Put the lines below into a numbered list, skipping any blank lines and leaving out the pictures.
** BEGIN Extracted data **
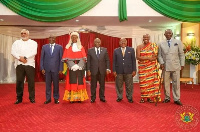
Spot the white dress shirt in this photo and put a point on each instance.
(24, 48)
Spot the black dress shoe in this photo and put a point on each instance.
(118, 100)
(18, 101)
(92, 100)
(56, 101)
(178, 102)
(166, 101)
(32, 100)
(130, 101)
(102, 100)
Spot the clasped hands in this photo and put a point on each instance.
(76, 67)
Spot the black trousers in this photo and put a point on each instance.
(23, 71)
(94, 78)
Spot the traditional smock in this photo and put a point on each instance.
(75, 87)
(148, 72)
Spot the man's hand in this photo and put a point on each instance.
** END Extracted data **
* **The result**:
1. Spot the white dress shirt in this photo and put a point on each instance.
2. (24, 48)
3. Spot the black dress shoe in this photo and put a point on each instance.
4. (118, 100)
5. (18, 101)
6. (92, 100)
7. (56, 101)
8. (178, 102)
9. (166, 101)
10. (32, 100)
11. (130, 101)
12. (102, 100)
13. Spot the clasped hands in this photo and put a point on each instance.
14. (76, 67)
15. Spot the black trousers in this photo and put a point on each instance.
16. (23, 71)
17. (94, 78)
18. Spot the traditional smock in this photo and put a point on each instance.
19. (75, 87)
20. (148, 72)
21. Spot the man's hand in this photo and put a point on each instance.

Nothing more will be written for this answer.